(EXCERPT TO READ):
★ ★ ★ ★
# Hood Hinge Question



## joedee (Dec 13, 2012)

Hi,
Hood on my 68 GTO will not line up (too high) at the back on the passenger side. Drivers side is also high but not as bad. I tried the pushing the hood all the way up and adjusting the hinge down at the back I read about here. Did not work. If the hinges are worn could this be the problem? I don't want to buy new ones if there is something else I should try. Is there a way to check the hinges to see if they are worn? Help please.

Thank you,
Joe


----------



## bondobill (Oct 24, 2011)

Probably worn rivots. After you close the hood can you push the back down? If so, for sure your pivot points and rivets are worn. With the hinges removed there shouldn't be any movement from side to side in the pivot points
There are places that can repair them.
I found a topic somewhere on DIY repair by removing the rivets drilling out the holes some and installing a brass sleeve with stainless bolts.
I actually tried it on one of my sons 68 hood hinge, it seemed to worked rather well, never had a chance to install it on the car tho....we found a nice set on O.E.s.
★ ★ ★ ★
(GIVEN RECORDS):

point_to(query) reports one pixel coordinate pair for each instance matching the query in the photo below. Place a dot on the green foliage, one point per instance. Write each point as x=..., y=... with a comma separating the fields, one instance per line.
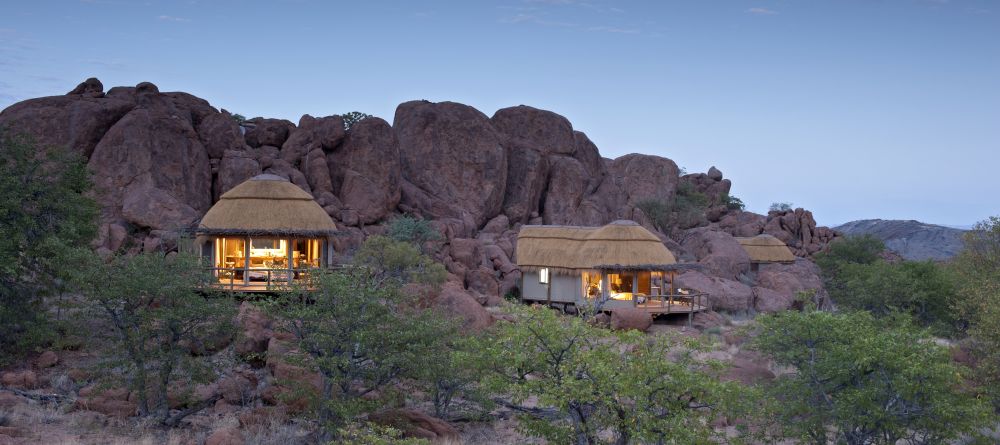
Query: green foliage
★ ★ ★ ★
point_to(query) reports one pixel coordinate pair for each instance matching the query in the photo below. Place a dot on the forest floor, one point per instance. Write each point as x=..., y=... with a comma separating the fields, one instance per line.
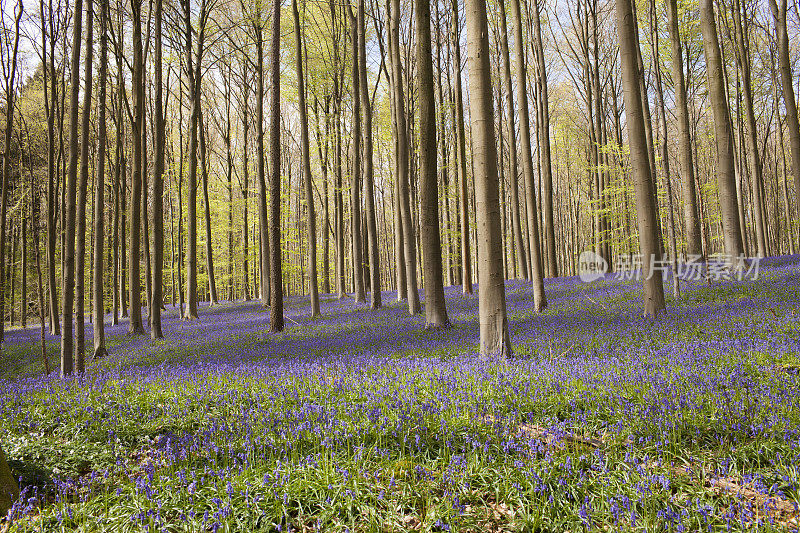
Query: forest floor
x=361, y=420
★ ★ ★ ★
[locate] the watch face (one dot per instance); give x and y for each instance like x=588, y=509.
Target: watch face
★ ★ ★ ★
(GIVEN PROBLEM): Quote each sentence in the hood hinge thread that ends with a question mark. Rely solely on the hood hinge thread for the following work.

(RESULT FOR THIS TASK):
If the hinges are worn could this be the problem?
Is there a way to check the hinges to see if they are worn?
After you close the hood can you push the back down?